> _RECORD EXCERPTS_

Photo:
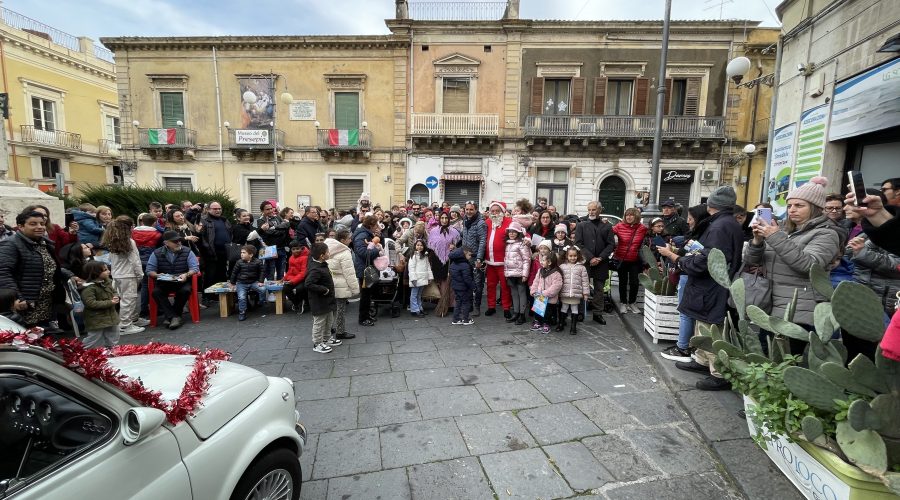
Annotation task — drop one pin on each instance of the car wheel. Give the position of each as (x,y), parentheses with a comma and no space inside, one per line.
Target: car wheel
(275,476)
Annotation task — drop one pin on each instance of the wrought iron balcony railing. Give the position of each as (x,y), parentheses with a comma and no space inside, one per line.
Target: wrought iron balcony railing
(623,127)
(52,138)
(455,124)
(332,139)
(252,139)
(167,138)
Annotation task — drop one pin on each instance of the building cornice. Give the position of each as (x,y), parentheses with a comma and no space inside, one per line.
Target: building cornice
(225,43)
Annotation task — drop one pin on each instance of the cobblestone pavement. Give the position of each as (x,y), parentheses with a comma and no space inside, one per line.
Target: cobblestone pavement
(418,408)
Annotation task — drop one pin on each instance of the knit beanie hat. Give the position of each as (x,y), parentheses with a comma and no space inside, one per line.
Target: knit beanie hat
(812,192)
(724,197)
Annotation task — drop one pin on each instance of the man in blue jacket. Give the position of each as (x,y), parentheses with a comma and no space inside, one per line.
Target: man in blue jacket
(704,299)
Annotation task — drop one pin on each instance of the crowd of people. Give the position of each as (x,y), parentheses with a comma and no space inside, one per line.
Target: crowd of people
(524,260)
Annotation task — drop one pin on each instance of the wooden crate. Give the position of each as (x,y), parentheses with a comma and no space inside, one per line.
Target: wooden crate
(661,318)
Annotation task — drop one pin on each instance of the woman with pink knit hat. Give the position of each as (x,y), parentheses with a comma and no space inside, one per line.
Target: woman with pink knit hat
(808,238)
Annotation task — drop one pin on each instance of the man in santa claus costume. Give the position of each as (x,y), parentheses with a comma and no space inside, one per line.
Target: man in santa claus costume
(497,225)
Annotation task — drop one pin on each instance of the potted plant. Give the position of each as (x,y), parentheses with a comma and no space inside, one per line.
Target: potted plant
(661,318)
(832,426)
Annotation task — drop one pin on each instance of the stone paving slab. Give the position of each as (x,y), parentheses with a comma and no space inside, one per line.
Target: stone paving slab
(557,423)
(494,433)
(523,426)
(460,479)
(450,402)
(525,474)
(421,442)
(347,452)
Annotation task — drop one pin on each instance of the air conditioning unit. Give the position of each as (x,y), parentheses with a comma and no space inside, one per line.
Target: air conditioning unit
(710,176)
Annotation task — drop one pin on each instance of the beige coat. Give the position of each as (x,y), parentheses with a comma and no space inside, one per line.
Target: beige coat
(343,273)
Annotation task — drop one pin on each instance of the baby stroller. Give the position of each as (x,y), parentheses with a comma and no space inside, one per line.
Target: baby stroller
(385,291)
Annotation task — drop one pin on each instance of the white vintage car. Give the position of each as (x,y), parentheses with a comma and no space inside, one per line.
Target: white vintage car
(63,436)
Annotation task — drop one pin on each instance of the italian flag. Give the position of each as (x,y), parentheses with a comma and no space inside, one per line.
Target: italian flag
(161,135)
(338,137)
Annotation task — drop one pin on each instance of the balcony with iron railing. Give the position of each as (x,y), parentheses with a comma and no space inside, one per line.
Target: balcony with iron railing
(455,125)
(624,127)
(338,140)
(54,139)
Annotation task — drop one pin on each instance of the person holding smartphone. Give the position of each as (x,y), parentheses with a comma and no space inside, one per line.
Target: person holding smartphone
(808,238)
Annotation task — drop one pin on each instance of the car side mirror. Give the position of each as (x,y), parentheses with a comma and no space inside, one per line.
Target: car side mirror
(140,423)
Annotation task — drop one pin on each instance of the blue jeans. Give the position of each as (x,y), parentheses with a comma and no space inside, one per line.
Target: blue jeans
(686,324)
(243,288)
(415,298)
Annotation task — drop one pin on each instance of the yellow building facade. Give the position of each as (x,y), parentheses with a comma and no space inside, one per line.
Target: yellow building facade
(64,116)
(200,114)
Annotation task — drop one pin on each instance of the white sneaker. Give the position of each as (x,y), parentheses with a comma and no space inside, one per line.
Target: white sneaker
(130,330)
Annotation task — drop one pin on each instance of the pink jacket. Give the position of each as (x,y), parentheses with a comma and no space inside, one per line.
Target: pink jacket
(575,281)
(550,286)
(517,261)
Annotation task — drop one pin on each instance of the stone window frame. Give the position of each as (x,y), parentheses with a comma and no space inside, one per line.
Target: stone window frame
(693,70)
(349,82)
(160,83)
(458,66)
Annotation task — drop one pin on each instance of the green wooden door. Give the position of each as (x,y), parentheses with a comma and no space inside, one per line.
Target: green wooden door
(612,196)
(346,110)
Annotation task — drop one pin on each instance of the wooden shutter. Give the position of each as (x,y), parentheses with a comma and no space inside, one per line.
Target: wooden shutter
(641,96)
(346,110)
(537,95)
(346,193)
(171,105)
(578,87)
(599,95)
(260,191)
(668,101)
(692,97)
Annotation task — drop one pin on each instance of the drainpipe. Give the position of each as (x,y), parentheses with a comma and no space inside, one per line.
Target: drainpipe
(9,122)
(765,185)
(219,113)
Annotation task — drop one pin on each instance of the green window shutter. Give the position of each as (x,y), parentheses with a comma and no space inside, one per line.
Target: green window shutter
(171,105)
(346,110)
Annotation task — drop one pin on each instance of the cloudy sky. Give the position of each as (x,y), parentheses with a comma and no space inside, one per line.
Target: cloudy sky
(96,18)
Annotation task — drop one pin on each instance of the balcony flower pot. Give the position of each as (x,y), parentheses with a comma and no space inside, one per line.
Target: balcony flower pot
(661,319)
(818,473)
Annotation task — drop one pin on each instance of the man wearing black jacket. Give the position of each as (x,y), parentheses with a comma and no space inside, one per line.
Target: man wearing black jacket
(596,241)
(704,299)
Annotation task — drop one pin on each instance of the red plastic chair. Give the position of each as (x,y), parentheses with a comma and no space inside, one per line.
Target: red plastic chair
(193,301)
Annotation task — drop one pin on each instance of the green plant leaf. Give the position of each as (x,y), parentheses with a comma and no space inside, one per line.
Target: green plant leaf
(788,329)
(718,267)
(865,449)
(821,281)
(858,310)
(812,388)
(759,317)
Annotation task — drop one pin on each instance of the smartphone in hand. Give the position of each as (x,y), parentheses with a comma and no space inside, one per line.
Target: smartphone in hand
(858,186)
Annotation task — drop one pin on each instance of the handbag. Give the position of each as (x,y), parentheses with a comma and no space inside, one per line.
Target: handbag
(268,252)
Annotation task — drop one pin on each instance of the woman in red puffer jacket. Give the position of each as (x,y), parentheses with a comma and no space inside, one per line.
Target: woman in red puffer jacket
(630,234)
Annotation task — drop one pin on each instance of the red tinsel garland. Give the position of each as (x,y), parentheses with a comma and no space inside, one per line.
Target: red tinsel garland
(94,364)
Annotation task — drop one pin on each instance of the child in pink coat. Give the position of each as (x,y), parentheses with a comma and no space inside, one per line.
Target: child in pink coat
(547,284)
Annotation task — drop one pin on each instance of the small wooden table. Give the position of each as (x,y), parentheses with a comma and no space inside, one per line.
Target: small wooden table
(227,297)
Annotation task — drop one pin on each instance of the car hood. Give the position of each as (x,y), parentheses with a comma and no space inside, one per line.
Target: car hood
(231,389)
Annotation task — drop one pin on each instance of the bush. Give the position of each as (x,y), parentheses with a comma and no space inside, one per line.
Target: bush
(133,200)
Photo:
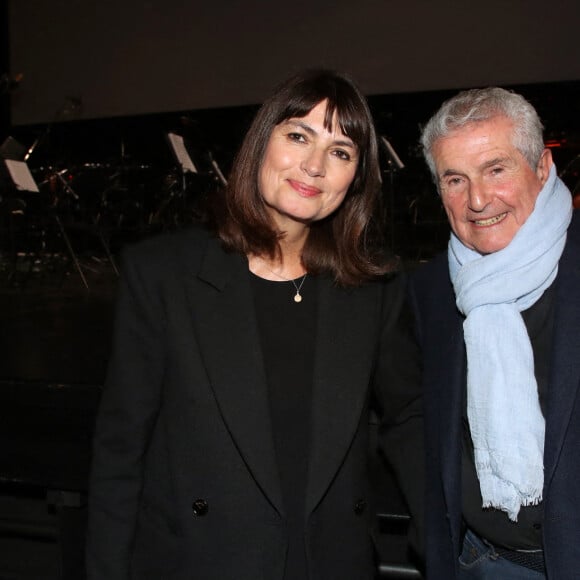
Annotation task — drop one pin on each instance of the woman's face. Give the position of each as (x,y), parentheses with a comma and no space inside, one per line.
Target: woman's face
(307,170)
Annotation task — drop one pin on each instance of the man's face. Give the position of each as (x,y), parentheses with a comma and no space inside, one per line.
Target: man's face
(487,187)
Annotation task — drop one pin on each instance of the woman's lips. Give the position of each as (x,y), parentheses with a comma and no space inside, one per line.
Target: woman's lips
(303,189)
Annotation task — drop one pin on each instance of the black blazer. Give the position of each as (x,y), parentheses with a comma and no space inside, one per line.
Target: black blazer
(184,481)
(441,335)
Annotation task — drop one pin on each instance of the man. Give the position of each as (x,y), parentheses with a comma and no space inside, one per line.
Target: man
(498,318)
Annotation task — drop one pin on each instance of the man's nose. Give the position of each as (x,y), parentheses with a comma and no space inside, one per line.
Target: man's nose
(478,196)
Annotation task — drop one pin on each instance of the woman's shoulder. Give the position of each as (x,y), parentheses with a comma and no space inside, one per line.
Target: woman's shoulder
(191,240)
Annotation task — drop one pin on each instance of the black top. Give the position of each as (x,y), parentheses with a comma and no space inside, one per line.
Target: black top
(288,336)
(493,524)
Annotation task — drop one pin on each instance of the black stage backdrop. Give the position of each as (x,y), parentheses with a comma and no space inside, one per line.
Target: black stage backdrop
(88,60)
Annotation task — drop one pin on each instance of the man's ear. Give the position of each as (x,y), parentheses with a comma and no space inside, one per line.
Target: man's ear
(544,166)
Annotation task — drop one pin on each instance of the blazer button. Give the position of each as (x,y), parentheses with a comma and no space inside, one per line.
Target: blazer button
(360,507)
(200,507)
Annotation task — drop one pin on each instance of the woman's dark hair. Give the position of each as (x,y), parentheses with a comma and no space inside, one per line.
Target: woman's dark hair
(349,243)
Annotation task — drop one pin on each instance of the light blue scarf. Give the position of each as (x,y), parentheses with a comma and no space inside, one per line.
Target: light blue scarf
(506,422)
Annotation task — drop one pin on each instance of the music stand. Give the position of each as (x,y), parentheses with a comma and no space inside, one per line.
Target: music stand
(12,153)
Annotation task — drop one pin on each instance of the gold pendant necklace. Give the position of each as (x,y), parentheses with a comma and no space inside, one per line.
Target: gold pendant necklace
(298,296)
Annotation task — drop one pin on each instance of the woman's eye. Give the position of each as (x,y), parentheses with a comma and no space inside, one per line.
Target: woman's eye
(341,154)
(296,137)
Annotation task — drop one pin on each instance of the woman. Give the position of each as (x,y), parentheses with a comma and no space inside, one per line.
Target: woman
(231,440)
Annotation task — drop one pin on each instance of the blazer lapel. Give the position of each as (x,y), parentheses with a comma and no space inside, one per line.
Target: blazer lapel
(223,311)
(448,359)
(341,375)
(565,362)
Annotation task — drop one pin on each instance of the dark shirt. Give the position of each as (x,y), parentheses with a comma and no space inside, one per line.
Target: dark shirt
(288,339)
(493,524)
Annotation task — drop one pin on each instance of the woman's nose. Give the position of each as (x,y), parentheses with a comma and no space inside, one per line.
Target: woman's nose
(313,163)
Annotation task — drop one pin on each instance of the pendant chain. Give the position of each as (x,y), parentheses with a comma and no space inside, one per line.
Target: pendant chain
(297,287)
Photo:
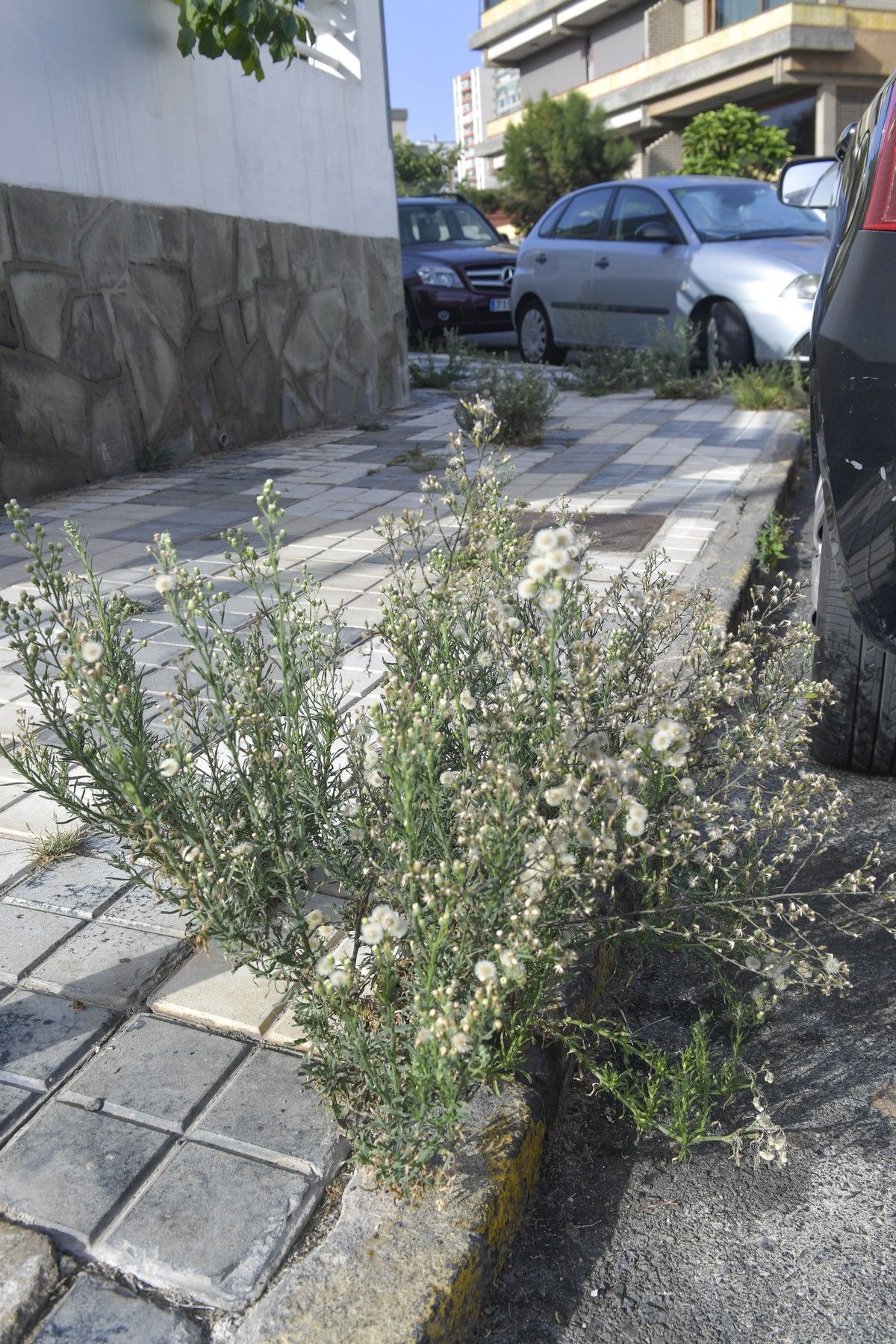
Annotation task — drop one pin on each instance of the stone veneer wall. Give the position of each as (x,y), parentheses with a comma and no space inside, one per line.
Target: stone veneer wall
(128,327)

> _PROBLEM_
Please retype, exactly and with the pictures left out, the lines from the line containing "the woman's nose." through the last line of the records above.

> _EXERCISE ANSWER_
Annotation task — drop one pin on each instance of the woman's nose. Give the position of each as (x,y), parentheses with a comma and no space inside, one per line.
Target: woman's nose
(313,163)
Annotation task — drop one pin on each instance of the pendant chain. Give the position of each as (x,y), parentheses with a comma and no space inside, one per line.
Target: pendant chain
(297,287)
Photo:
Annotation task — drop one pin on each instance of the stone veneer wall. Give the position of each as (x,y), parentheses with a comma and no space inside, one per line.
Target: stone veneer wall
(128,327)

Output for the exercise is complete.